[Begin Input]

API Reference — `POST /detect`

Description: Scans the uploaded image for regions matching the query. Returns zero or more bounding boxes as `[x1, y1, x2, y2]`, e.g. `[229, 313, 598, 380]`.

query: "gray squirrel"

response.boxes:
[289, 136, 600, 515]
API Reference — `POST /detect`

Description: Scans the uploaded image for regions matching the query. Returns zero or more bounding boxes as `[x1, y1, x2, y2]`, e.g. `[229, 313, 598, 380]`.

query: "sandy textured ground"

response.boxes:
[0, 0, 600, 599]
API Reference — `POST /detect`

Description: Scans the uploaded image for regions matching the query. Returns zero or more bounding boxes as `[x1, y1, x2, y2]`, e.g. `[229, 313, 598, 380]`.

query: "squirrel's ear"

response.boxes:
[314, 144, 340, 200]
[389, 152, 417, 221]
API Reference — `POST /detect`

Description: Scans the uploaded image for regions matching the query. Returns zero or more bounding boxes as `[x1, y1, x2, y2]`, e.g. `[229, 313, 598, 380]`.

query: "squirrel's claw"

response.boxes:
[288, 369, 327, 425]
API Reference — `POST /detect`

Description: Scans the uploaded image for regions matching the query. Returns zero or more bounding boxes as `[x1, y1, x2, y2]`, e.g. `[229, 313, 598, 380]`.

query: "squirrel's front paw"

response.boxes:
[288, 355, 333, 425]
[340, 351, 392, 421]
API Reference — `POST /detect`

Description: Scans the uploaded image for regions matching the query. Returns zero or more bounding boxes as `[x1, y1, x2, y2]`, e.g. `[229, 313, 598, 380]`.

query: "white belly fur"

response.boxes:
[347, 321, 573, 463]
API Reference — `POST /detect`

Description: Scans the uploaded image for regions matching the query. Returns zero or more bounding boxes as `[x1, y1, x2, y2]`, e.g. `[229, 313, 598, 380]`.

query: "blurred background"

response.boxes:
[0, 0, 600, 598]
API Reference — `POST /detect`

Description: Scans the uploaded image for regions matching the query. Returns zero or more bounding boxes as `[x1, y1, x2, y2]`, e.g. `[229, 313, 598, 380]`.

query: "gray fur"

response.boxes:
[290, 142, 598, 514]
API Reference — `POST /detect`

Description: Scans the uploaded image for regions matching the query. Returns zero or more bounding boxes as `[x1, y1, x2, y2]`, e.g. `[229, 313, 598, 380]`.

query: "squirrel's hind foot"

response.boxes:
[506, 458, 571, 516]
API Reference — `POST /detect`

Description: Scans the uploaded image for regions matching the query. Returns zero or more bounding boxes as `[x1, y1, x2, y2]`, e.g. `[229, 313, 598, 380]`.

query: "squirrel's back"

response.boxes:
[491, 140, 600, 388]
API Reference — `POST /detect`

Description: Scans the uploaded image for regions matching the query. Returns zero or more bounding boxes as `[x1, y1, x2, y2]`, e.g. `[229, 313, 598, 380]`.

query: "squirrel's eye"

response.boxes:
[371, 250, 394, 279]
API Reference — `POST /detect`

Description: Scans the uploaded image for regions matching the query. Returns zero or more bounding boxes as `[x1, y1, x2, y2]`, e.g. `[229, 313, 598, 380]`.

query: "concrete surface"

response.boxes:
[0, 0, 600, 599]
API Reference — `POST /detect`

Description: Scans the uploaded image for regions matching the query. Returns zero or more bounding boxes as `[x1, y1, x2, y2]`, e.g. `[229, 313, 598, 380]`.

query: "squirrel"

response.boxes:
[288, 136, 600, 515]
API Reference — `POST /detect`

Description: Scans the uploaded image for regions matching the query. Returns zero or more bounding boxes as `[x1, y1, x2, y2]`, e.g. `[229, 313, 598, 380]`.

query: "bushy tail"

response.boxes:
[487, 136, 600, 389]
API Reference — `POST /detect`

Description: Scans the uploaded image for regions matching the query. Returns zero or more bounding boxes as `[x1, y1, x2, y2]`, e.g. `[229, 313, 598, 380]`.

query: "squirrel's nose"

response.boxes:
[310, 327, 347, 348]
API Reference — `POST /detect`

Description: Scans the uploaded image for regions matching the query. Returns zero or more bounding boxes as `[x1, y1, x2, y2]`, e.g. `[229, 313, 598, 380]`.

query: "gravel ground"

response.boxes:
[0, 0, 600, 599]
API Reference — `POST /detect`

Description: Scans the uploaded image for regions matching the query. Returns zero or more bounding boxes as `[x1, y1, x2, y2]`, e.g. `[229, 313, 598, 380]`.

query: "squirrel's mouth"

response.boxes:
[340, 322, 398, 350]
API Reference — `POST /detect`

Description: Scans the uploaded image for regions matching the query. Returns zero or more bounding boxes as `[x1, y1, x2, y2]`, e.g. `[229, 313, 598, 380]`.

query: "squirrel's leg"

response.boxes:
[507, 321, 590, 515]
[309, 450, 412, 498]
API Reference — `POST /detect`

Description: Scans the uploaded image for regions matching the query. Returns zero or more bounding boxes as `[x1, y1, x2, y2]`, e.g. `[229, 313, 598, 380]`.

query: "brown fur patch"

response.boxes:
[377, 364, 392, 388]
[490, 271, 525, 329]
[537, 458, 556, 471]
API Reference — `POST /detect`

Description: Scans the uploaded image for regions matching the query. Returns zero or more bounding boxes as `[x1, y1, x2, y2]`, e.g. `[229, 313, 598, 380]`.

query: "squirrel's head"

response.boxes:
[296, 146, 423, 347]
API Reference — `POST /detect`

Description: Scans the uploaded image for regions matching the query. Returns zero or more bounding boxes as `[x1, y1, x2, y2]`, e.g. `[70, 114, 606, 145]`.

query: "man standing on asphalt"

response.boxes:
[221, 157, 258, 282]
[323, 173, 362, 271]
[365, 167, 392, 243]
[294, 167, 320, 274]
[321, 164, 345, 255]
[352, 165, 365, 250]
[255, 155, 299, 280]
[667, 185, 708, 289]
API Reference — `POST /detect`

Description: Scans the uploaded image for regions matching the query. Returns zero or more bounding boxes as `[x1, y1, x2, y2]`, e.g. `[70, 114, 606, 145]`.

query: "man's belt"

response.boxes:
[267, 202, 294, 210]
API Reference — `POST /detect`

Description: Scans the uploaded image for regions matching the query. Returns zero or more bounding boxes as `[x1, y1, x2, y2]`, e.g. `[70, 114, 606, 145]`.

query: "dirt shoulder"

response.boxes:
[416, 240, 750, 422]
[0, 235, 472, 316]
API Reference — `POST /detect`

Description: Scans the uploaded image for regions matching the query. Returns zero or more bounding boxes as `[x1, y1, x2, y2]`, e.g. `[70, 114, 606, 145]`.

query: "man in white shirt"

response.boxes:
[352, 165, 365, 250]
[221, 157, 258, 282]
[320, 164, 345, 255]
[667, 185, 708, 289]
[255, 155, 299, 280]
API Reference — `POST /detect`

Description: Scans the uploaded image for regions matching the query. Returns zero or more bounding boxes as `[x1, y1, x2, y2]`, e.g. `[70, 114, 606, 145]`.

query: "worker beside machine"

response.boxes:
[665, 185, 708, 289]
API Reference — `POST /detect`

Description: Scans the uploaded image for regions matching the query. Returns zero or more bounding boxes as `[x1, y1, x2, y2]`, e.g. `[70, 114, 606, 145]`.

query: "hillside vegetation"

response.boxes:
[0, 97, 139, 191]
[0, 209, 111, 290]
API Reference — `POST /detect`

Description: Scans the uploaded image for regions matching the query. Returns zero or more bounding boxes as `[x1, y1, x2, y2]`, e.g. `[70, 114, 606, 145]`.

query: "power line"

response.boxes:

[End Input]

| What needs to be done |
Render the lines of these items as a numbered list, leaving out the blank lines.

| Answer to the problem |
1. API Reference — `POST /detect`
2. Description: Scans the uploaded image for regions matching the query. Returns zero or more bounding boxes as `[x1, y1, x2, y2]`, e.g. `[229, 313, 598, 380]`.
3. query: "gray squirrel"
4. response.boxes:
5. [289, 136, 600, 515]
6. API Reference — `POST /detect`
7. Description: Scans the uploaded image for regions matching the query. Returns zero or more bounding boxes as `[x1, y1, x2, y2]`, e.g. `[229, 313, 598, 380]`.
8. query: "sandy textured ground"
9. response.boxes:
10. [0, 0, 600, 599]
11. API Reference — `POST /detect`
12. Description: Scans the uploaded image for regions matching the query. Returns zero or more bounding boxes as `[x1, y1, x2, y2]`, e.g. `[229, 313, 598, 380]`.
13. query: "squirrel's ear"
14. response.boxes:
15. [314, 144, 340, 200]
16. [389, 152, 417, 221]
17. API Reference — `POST /detect`
18. Description: Scans the uploaded image for regions matching the query. Returns zero or more bounding boxes as `[x1, y1, x2, y2]`, e.g. `[229, 313, 598, 380]`.
19. query: "squirrel's claw"
20. response.boxes:
21. [288, 369, 327, 425]
22. API Reference — `POST /detect`
23. Description: Scans the uploaded image for regions matching the query. Returns zero or more bounding boxes as `[x1, y1, x2, y2]`, e.g. `[229, 313, 598, 380]`.
24. query: "squirrel's front paw"
25. response.boxes:
26. [288, 355, 333, 425]
27. [340, 351, 392, 421]
28. API Reference — `POST /detect`
29. Description: Scans the uploaded image for regions matching the query. Returns zero or more bounding boxes as `[x1, y1, x2, y2]`, e.g. `[229, 313, 598, 380]`.
30. query: "white belly fur"
31. response.boxes:
32. [347, 321, 573, 463]
33. API Reference — `POST /detect`
34. Description: Scans the uploaded image for regions matching the query. Returns zero or more bounding boxes as `[x1, y1, x2, y2]`, e.g. `[229, 313, 598, 380]`.
35. query: "blurred background"
36. response.boxes:
37. [0, 0, 600, 598]
38. API Reference — `POST /detect`
39. Description: Scans the uploaded image for regions matching the query. Returns zero or more bounding boxes as `[x1, y1, x2, y2]`, e.g. `[229, 313, 598, 380]`.
40. query: "gray fur"
41. response.boxes:
42. [290, 142, 598, 514]
43. API Reference — `POST /detect`
44. Description: Scans the uploaded image for regions matching the query. Returns zero or more bounding boxes as `[x1, y1, x2, y2]`, e.g. `[229, 313, 598, 380]`.
45. query: "squirrel's hind foot"
46. response.boxes:
47. [506, 458, 571, 516]
48. API Reference — `POST /detect`
49. Description: Scans the uploaded image for regions matching the query. Returns zero or more bounding boxes as `[x1, y1, x2, y2]`, e.g. `[229, 313, 598, 380]`.
50. query: "squirrel's back"
51. response.boxes:
52. [491, 140, 600, 388]
53. API Reference — `POST /detect`
54. Description: Scans the uploaded image for regions matching the query. Returns zero or more bounding boxes as `[x1, y1, x2, y2]`, e.g. `[229, 313, 598, 380]`.
55. query: "squirrel's eye"
56. response.boxes:
57. [371, 250, 394, 279]
58. API Reference — `POST /detect`
59. Description: Scans the uploaded image for regions matching the query. Returns zero or more bounding boxes as `[x1, y1, x2, y2]`, e.g. `[229, 313, 598, 380]`.
60. query: "concrete surface"
61. response.boxes:
62. [0, 0, 600, 599]
63. API Reference — `POST /detect`
64. Description: Scans the uploaded image for regions matching the query. Returns zero or more bounding boxes as `[x1, y1, x2, y2]`, e.g. `[229, 313, 598, 380]`.
65. query: "squirrel"
66. response.boxes:
67. [288, 136, 600, 515]
68. API Reference — `POST /detect`
69. Description: Scans the uploaded image for regions matching the query. Returns zero or more bounding boxes as `[x1, y1, x2, y2]`, e.g. `[229, 313, 598, 380]`.
70. query: "bushy tail"
71. response.boxes:
72. [487, 136, 600, 389]
73. API Reference — `POST /detect`
74. Description: Scans the uploaded image for regions matching the query. Returns zero or more bounding boxes as `[x1, y1, x2, y2]`, e.g. `[229, 313, 598, 380]`.
75. query: "squirrel's nose"
76. response.boxes:
77. [310, 327, 347, 348]
78. API Reference — `POST /detect`
79. Description: Scans the uploaded image for regions matching the query. Returns zero or more bounding boxes as `[x1, y1, x2, y2]`, e.g. `[229, 313, 598, 380]`.
80. query: "gravel ground"
81. response.boxes:
82. [0, 0, 600, 599]
83. API Reference — `POST /detect`
84. Description: Scans the uploaded image for regions matching the query. Returns zero or more bounding boxes as `[x1, y1, x2, y2]`, e.g. `[229, 313, 598, 380]`.
85. query: "squirrel's mouth"
86. response.boxes:
87. [340, 322, 398, 350]
88. API Reference — `POST /detect`
89. Description: Scans the uploaded image for regions matching the query. Returns zero or more bounding boxes as `[x1, y1, x2, y2]`, e.g. `[229, 313, 598, 380]`.
90. query: "squirrel's leg"
91. response.boxes:
92. [507, 321, 590, 515]
93. [309, 450, 412, 498]
94. API Reference — `POST /detect`
95. Description: Scans the uploaded image for regions matching the query. Returns zero or more bounding boxes as `[x1, y1, x2, y2]`, e.g. `[229, 313, 598, 380]`.
96. query: "brown fur patch"
97. response.boxes:
98. [377, 364, 392, 388]
99. [490, 271, 525, 329]
100. [537, 458, 556, 471]
101. API Reference — `POST /detect`
102. Description: Scans the uploaded image for regions matching the query. Returns zero or more bounding boxes as `[x1, y1, x2, y2]`, e.g. `[229, 313, 598, 380]`.
103. query: "squirrel's head"
104. response.boxes:
105. [296, 146, 423, 347]
106. API Reference — `POST /detect`
107. Description: Scans the uploaded image for regions matching the query. Returns zero or more bounding boxes as `[x1, y1, x2, y2]`, e.g. `[70, 114, 606, 145]`.
108. query: "man standing on asphalt"
109. response.boxes:
110. [221, 157, 258, 282]
111. [323, 173, 362, 271]
112. [365, 167, 392, 243]
113. [294, 167, 320, 274]
114. [321, 164, 345, 255]
115. [352, 165, 365, 250]
116. [255, 155, 299, 280]
117. [667, 185, 708, 289]
118. API Reference — `POST /detect`
119. Description: Scans the uploaded image for regions matching the query. Returns zero or more bounding boxes as `[x1, y1, x2, y2]`, e.g. `[70, 114, 606, 145]`.
120. query: "man's belt"
121. response.boxes:
122. [267, 202, 294, 210]
123. API Reference — `POST /detect`
124. Description: Scans the uploaded image for regions matching the query. Returns zero or more bounding boxes as `[x1, y1, x2, y2]`, e.g. `[70, 114, 606, 145]`.
125. query: "dirt shoulder"
126. response.boxes:
127. [416, 240, 750, 422]
128. [0, 235, 472, 316]
129. API Reference — `POST /detect`
130. Description: Scans the uploaded image for regions matching the query. Returns zero or more bounding boxes as `[x1, y1, x2, y2]`, e.g. `[70, 114, 606, 145]`.
131. query: "man in white shirt"
132. response.boxes:
133. [352, 165, 365, 250]
134. [221, 157, 258, 282]
135. [320, 164, 345, 255]
136. [667, 185, 708, 289]
137. [255, 155, 299, 280]
138. API Reference — `POST /detect`
139. Description: Scans the uploaded image for regions matching the query. Returns zero or more bounding boxes as `[x1, y1, x2, y2]`, e.g. `[70, 114, 606, 145]`.
140. query: "worker beside machine"
141. response.boxes:
142. [665, 185, 708, 289]
143. API Reference — `POST /detect`
144. Description: Scans the uploaded image for regions matching the query. Returns zero or more bounding boxes as `[x1, y1, x2, y2]`, e.g. `[70, 114, 606, 145]`.
145. query: "hillside vegetation"
146. response.boxes:
147. [0, 97, 139, 191]
148. [0, 209, 111, 290]
149. API Reference — `POST /detect`
150. Description: Scans the uploaded image for regions matching the query. Returns zero or more bounding boxes as `[x1, y1, x2, y2]`, e.g. `[70, 114, 606, 145]`.
151. query: "power line"
152. response.boxes:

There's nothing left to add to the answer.